[Goal]: Pull out every line of the listing below that contains the string "leaf". The match is case-sensitive.

=== Dataset excerpts ===

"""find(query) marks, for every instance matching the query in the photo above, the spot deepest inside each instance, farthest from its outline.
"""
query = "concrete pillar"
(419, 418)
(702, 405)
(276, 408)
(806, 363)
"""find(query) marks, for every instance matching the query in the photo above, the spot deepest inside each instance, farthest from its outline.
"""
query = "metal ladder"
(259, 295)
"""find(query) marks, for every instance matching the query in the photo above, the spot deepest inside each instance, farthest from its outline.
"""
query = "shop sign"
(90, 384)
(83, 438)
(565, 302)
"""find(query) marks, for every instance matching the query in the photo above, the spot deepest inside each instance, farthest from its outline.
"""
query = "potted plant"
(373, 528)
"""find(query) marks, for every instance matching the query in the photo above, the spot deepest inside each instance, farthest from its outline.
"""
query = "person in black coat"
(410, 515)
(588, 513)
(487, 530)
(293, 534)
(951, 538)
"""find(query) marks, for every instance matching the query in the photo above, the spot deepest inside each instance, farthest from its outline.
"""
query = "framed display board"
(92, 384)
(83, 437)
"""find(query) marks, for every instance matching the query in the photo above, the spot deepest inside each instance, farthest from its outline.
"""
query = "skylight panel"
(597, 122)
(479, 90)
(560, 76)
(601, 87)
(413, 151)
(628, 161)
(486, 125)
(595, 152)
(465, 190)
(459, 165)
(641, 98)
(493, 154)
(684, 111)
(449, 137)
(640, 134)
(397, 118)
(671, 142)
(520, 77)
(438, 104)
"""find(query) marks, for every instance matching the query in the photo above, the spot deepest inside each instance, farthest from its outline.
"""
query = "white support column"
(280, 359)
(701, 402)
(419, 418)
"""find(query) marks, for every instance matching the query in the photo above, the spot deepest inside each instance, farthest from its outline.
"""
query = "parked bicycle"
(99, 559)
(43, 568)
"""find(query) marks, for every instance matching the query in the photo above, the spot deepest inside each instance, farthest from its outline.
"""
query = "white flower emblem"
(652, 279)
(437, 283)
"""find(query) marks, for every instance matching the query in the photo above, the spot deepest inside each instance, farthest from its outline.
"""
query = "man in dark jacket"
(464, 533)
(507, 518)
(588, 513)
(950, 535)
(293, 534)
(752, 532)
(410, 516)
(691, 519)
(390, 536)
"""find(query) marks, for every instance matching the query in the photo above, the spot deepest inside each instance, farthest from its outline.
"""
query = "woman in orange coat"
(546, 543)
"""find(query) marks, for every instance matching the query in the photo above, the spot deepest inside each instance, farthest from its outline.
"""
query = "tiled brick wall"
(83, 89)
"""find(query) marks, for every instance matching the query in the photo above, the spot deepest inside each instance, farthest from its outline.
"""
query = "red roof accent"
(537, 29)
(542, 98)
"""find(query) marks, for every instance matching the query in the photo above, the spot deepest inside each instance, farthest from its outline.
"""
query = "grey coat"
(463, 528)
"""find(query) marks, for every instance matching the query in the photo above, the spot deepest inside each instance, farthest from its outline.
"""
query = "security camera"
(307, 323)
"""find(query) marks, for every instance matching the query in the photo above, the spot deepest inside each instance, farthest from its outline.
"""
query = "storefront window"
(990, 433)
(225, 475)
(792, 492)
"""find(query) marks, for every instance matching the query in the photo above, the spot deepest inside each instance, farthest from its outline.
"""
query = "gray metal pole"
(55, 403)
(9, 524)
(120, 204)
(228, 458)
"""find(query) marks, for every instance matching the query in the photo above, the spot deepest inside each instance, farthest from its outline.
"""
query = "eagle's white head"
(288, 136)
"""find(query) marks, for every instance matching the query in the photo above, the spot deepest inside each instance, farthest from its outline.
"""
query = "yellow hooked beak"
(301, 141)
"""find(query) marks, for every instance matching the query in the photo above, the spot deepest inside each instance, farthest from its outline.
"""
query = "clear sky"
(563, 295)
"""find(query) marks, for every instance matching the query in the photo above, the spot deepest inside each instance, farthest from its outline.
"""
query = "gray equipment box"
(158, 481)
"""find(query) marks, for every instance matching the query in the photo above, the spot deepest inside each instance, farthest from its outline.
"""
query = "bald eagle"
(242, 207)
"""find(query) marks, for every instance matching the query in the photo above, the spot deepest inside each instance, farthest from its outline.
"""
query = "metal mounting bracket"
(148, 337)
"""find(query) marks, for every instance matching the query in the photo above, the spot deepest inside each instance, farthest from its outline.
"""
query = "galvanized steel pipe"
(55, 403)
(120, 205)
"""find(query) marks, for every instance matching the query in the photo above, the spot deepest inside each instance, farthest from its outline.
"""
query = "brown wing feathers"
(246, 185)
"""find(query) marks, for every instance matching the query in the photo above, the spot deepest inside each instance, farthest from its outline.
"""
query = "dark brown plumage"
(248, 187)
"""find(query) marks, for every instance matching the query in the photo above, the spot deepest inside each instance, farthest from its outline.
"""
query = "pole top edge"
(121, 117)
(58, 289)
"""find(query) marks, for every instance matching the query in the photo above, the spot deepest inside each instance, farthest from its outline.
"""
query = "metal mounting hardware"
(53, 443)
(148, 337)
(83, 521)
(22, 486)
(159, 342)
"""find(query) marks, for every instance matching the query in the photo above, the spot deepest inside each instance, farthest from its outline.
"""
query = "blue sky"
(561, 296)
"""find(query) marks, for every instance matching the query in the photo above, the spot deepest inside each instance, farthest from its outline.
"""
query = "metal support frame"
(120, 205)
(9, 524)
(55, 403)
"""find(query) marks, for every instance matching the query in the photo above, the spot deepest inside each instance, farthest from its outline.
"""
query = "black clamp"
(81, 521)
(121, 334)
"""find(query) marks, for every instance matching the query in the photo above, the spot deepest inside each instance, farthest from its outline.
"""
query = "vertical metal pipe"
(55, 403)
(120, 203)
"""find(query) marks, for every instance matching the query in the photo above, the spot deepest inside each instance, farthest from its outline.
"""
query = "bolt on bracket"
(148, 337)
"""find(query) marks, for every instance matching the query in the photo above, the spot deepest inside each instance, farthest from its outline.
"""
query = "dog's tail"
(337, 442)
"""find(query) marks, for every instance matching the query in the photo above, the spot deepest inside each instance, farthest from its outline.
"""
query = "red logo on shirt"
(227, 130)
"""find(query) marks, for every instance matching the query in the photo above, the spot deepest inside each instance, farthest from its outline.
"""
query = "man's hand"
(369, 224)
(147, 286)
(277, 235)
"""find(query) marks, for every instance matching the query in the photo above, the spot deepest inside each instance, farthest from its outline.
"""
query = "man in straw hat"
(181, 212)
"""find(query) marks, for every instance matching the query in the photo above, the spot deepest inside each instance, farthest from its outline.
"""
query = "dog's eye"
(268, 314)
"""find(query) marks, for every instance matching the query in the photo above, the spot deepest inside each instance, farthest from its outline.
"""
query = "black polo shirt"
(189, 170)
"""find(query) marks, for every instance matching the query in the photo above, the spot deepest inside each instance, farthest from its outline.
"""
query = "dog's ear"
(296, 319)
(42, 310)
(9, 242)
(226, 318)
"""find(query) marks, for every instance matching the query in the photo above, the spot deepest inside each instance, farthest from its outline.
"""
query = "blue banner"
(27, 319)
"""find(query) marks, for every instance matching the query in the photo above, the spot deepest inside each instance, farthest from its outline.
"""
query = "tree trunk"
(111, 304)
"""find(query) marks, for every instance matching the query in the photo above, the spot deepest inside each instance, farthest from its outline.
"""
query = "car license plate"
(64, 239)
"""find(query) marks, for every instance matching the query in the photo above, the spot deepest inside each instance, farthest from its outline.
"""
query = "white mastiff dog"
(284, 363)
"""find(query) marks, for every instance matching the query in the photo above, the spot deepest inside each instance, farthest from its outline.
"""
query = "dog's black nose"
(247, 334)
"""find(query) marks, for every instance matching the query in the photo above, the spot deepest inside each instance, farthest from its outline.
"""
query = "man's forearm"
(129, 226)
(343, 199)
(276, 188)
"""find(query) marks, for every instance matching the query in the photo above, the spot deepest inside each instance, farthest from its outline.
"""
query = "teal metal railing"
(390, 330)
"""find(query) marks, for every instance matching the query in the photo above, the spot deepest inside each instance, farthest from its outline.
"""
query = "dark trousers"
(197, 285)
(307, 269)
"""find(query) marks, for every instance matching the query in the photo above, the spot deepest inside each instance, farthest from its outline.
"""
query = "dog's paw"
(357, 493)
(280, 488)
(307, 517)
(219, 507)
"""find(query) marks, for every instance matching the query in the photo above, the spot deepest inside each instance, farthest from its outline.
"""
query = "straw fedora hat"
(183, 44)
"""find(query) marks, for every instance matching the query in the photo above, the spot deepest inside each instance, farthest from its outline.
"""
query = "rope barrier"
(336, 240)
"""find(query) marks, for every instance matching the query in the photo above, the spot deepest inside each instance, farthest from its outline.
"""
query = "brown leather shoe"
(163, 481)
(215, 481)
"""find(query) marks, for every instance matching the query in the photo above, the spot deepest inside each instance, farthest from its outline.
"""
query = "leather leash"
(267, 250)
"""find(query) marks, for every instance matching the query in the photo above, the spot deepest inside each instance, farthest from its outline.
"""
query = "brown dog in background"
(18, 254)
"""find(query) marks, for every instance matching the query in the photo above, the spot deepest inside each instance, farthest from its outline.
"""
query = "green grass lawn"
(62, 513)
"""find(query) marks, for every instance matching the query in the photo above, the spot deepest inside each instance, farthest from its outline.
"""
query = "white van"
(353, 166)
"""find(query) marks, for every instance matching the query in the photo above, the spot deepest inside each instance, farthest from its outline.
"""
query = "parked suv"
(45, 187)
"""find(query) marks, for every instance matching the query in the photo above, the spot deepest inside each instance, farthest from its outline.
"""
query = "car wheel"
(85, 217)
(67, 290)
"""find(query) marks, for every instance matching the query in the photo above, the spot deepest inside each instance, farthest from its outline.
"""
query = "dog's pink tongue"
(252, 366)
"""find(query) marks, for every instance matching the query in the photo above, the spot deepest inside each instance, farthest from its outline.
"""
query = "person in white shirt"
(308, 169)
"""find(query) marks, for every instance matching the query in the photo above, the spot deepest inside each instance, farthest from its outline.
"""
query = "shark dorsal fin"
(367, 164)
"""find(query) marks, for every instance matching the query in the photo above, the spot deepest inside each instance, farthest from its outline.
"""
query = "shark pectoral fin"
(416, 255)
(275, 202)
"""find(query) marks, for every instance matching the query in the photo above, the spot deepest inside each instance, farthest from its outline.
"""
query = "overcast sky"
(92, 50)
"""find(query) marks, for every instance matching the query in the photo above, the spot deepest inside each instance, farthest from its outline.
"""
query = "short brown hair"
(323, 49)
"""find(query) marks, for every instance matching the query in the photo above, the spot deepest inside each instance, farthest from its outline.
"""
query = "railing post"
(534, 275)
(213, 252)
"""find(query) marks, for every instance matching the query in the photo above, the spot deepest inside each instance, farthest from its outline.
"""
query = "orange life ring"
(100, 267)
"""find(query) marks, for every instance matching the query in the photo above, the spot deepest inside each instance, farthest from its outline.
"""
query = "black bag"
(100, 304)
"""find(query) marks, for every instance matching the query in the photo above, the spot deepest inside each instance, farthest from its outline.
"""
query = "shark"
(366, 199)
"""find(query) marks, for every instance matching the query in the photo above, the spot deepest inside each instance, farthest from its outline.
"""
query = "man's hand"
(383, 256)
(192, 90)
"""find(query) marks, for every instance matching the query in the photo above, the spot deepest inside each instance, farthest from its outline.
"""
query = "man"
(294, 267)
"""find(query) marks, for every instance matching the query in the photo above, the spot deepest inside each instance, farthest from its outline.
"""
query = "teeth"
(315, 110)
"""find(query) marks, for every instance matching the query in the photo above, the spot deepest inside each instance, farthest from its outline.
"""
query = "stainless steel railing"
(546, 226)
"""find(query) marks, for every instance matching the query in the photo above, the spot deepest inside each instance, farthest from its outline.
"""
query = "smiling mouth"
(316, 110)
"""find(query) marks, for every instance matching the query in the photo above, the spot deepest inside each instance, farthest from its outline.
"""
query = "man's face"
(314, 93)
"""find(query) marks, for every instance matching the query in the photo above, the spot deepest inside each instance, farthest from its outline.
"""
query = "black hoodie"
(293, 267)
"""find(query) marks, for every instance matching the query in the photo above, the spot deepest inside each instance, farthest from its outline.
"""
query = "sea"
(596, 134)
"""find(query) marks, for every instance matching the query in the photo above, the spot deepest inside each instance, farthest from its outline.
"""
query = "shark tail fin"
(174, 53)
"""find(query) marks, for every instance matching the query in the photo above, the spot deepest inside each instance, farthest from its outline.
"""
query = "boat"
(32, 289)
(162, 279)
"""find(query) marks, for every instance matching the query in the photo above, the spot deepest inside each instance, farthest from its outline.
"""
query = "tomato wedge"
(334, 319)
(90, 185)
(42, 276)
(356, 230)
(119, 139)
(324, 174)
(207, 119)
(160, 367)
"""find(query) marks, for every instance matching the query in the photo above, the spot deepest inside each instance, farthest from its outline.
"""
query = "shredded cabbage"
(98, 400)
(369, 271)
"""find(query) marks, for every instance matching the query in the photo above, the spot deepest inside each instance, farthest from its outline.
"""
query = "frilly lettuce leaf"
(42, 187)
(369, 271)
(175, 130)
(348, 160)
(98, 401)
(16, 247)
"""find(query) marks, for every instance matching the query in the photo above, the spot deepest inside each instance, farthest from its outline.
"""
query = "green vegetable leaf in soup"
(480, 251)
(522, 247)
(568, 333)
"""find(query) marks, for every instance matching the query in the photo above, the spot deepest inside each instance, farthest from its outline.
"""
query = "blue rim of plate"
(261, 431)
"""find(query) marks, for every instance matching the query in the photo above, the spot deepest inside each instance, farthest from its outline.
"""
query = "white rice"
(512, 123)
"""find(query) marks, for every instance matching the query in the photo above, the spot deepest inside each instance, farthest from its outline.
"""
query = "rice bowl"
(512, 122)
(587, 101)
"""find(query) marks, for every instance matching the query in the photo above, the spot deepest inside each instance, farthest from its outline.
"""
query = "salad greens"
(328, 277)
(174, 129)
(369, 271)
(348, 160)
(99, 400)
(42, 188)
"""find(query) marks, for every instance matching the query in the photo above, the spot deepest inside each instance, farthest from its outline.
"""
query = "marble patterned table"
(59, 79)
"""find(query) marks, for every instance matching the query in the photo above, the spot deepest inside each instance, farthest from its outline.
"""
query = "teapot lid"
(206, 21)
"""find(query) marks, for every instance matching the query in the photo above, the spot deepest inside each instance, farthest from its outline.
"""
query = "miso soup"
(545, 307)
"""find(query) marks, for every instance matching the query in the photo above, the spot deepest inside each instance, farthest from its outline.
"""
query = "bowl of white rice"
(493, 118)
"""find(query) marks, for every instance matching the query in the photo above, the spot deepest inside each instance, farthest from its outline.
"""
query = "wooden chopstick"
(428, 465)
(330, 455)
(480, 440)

===

[Response for this exercise]:
query = "frilly lettuce leaf"
query = "green vegetable leaf in soup"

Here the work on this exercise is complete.